··· Document extract ···
X-rays showed a shadow on the patient's lungs had diminished but he remained critically ill, said the Health Bureau of Shenzhen City.

The 31-year-old patient surnamed Jiang was confirmed by the Ministry of Health to have contracted bird flu on June 15. This brings China's total number of human infections to 19.

Jiang has been receiving treatment for eight days in a local hospital, which has the most advanced intensive care unit in the city, said the Bureau.

Medical observation of 98 people who had close contact with the patient found no suspected symptoms of bird flu, said a statement from the Shenzhen Center for Disease Control and Prevention.

Bird flu has killed 12 Chinese people since last year. The disease has infected 228 people and killed 130 worldwide, according to figures from the World Health Organization (WHO).

Experts fear the H5N1 strain of the virus could mutate and be transmitted among people causing a global pandemic. To date it seems the majority of human cases had direct or indirect contact with infected birds.

Indonesian Health Minister Siti Sufari Fadillah announced yesterday that the investigation conducted by a WHO team into the world's largest cluster of deaths caused by bird flu in the country's North Sumatra Province found the virus had been transmitted from animal to human and not from human to human.

Seven people in the same extended family died from the highly pathogenic H5N1 virus last month followed by the deaths of two siblings in Jakarta. The minister described it as a cluster.

It's the biggest reported cluster of deaths and has raised international concerns on possible human to human transmission in Indonesia.

Senior Chinese health expert Shu Yuelong said yesterday there was no evidence of human to human transmission in China but cautioned that the evolution of the virus was unpredictable.

No trace of human influenza has been found in the gene of the virus extracted from Chinese bird flu patients, said Shu, director of the National Influenza Center under the Chinese Center for Disease Control and Prevention.

Hong Kong's health chief, York Chow, said on June 16 that the latest human case of bird flu on the Chinese mainland might indicate the virus had mutated and become as infectious in the summer as it is in cooler months.

But a WHO official said it remained unclear whether there were truly distinctive seasonal patterns to outbreaks of bird flu in poultry.

"We do know that the bird flu virus can survive for a time in colder weather but it's really not clear at this point whether the virus is changing in such a way that it can survive in warm weather for a longer period than it was previously able to do," Roy Wadia, spokesman for the WHO office in China, told Xinhua News Agency.
···
◆ Explore the material
A - Answer these about the bird flu report, one line each:
(i) For how many days has Jiang been receiving treatment in the local hospital?
(ii) How many people who had close contact with the patient were placed under medical observation?
(iii) Who is the spokesman for the WHO office in China?
B - Which people does the bird flu report mention by name? List every one of them.
C - Reproduce a passage of the bird flu report word for word. Begin at the words "Jiang has been" and stop after "Health Organization (WHO).".
··· Data listing ···
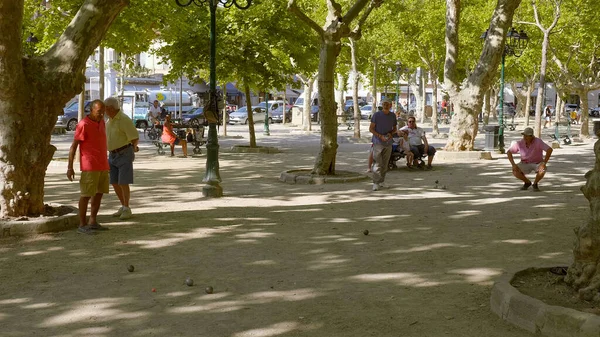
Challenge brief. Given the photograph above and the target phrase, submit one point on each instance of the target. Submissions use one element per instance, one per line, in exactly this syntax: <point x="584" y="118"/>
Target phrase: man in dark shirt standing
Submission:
<point x="383" y="126"/>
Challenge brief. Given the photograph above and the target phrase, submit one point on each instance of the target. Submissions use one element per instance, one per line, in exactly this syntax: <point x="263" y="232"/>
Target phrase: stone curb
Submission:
<point x="536" y="316"/>
<point x="40" y="225"/>
<point x="304" y="177"/>
<point x="258" y="149"/>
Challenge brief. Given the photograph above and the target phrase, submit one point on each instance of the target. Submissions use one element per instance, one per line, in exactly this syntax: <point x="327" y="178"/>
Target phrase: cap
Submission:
<point x="527" y="132"/>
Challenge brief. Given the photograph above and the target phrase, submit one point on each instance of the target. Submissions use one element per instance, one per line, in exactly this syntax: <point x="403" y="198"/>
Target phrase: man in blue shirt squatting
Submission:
<point x="383" y="126"/>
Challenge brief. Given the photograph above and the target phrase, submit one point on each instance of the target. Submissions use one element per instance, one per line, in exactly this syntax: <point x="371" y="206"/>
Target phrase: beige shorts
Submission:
<point x="528" y="167"/>
<point x="93" y="182"/>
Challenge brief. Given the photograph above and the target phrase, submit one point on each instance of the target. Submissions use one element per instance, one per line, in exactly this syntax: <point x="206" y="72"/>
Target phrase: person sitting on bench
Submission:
<point x="403" y="145"/>
<point x="418" y="143"/>
<point x="171" y="138"/>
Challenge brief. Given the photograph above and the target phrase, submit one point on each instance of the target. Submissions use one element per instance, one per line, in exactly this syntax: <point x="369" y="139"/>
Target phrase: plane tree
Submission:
<point x="338" y="25"/>
<point x="36" y="83"/>
<point x="467" y="94"/>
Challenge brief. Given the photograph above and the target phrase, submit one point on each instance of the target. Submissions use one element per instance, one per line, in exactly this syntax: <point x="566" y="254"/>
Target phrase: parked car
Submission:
<point x="194" y="117"/>
<point x="349" y="105"/>
<point x="240" y="116"/>
<point x="570" y="107"/>
<point x="509" y="109"/>
<point x="366" y="112"/>
<point x="68" y="119"/>
<point x="277" y="114"/>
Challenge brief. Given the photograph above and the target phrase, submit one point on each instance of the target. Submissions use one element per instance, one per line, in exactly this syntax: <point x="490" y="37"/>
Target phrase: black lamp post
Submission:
<point x="514" y="46"/>
<point x="211" y="110"/>
<point x="31" y="42"/>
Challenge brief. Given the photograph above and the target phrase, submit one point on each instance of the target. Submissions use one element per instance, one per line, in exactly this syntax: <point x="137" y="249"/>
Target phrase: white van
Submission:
<point x="135" y="104"/>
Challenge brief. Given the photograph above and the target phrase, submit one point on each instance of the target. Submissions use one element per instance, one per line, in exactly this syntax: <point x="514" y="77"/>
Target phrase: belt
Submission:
<point x="120" y="149"/>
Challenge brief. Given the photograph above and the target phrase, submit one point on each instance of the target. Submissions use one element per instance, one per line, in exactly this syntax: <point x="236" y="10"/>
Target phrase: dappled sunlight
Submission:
<point x="518" y="241"/>
<point x="538" y="220"/>
<point x="215" y="304"/>
<point x="404" y="279"/>
<point x="464" y="214"/>
<point x="428" y="247"/>
<point x="489" y="201"/>
<point x="478" y="275"/>
<point x="175" y="238"/>
<point x="101" y="310"/>
<point x="554" y="205"/>
<point x="551" y="255"/>
<point x="327" y="261"/>
<point x="271" y="330"/>
<point x="262" y="263"/>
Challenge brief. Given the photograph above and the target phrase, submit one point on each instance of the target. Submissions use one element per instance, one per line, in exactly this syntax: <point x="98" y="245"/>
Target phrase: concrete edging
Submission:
<point x="40" y="225"/>
<point x="536" y="316"/>
<point x="304" y="177"/>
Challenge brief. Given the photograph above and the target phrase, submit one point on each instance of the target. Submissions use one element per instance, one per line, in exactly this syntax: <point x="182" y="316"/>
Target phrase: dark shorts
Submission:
<point x="121" y="166"/>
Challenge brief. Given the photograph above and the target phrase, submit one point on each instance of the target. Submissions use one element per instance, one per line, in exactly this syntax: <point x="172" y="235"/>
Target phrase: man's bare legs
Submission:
<point x="96" y="200"/>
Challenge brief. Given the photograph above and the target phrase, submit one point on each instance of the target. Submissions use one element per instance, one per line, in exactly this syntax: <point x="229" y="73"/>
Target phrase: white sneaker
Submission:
<point x="126" y="214"/>
<point x="118" y="212"/>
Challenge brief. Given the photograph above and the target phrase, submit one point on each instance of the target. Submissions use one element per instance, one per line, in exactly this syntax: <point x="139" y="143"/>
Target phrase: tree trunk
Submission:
<point x="307" y="106"/>
<point x="464" y="126"/>
<point x="374" y="86"/>
<point x="469" y="98"/>
<point x="541" y="99"/>
<point x="251" y="133"/>
<point x="584" y="121"/>
<point x="486" y="107"/>
<point x="434" y="120"/>
<point x="584" y="273"/>
<point x="224" y="111"/>
<point x="35" y="89"/>
<point x="530" y="87"/>
<point x="325" y="161"/>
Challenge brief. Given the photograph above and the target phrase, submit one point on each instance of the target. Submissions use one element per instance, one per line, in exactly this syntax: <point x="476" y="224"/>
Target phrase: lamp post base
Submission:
<point x="212" y="190"/>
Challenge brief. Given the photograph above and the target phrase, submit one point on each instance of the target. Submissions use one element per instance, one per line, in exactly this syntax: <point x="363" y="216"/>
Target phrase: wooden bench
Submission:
<point x="199" y="140"/>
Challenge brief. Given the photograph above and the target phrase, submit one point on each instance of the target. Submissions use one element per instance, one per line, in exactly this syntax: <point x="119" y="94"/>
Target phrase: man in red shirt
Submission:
<point x="532" y="159"/>
<point x="90" y="136"/>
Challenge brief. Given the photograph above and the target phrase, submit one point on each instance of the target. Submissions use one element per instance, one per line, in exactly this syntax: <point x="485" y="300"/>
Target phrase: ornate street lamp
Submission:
<point x="211" y="110"/>
<point x="515" y="45"/>
<point x="397" y="99"/>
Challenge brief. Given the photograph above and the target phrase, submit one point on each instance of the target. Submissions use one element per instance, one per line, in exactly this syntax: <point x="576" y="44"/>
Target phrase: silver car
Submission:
<point x="240" y="116"/>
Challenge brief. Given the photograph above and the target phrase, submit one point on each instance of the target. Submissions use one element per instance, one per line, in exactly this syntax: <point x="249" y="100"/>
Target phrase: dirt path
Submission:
<point x="292" y="260"/>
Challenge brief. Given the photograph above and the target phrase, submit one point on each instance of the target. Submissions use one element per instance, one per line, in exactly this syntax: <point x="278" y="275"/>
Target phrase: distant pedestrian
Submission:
<point x="383" y="126"/>
<point x="169" y="136"/>
<point x="531" y="149"/>
<point x="90" y="137"/>
<point x="122" y="139"/>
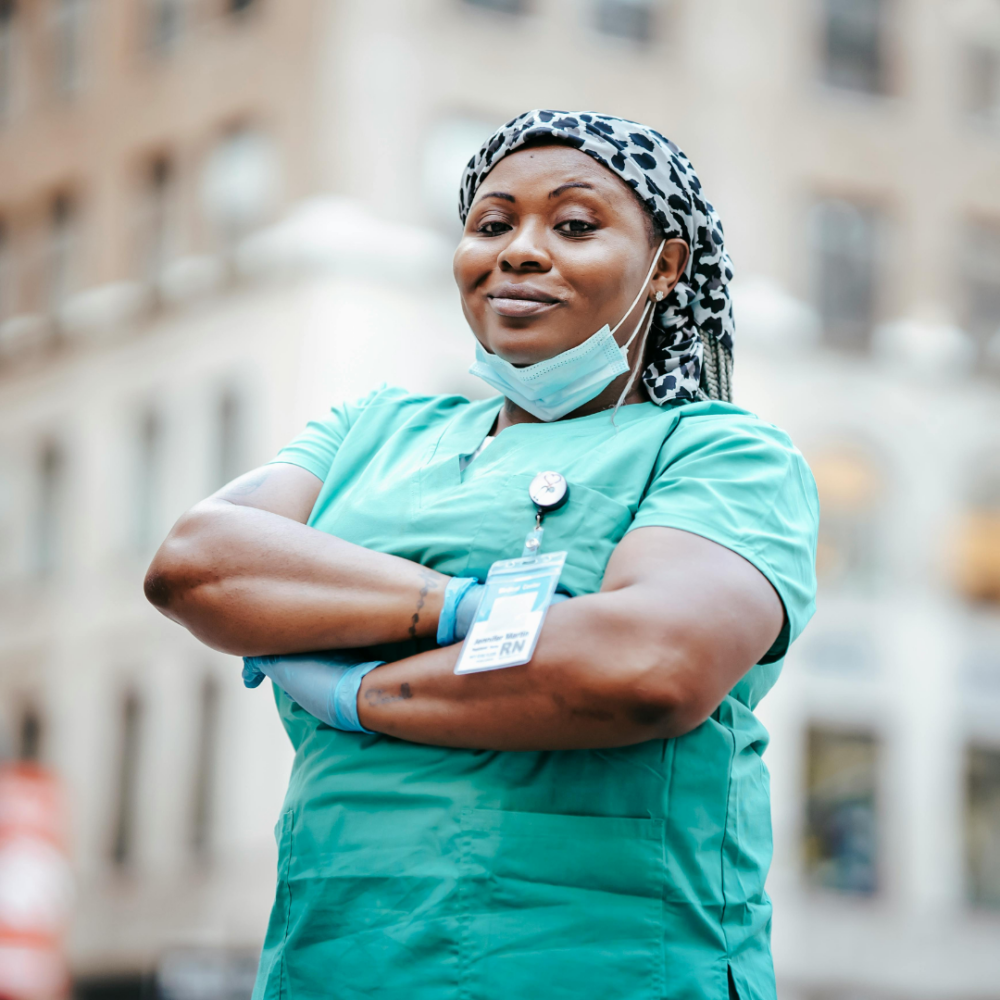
···
◆ Solved tasks
A -
(i) Eight days.
(ii) 98 people.
(iii) Roy Wadia.

B -
Jiang
Siti Sufari Fadillah
Shu Yuelong
York Chow
Roy Wadia

C -
Jiang has been receiving treatment for eight days in a local hospital, which has the most advanced intensive care unit in the city, said the Bureau.

Medical observation of 98 people who had close contact with the patient found no suspected symptoms of bird flu, said a statement from the Shenzhen Center for Disease Control and Prevention.

Bird flu has killed 12 Chinese people since last year. The disease has infected 228 people and killed 130 worldwide, according to figures from the World Health Organization (WHO).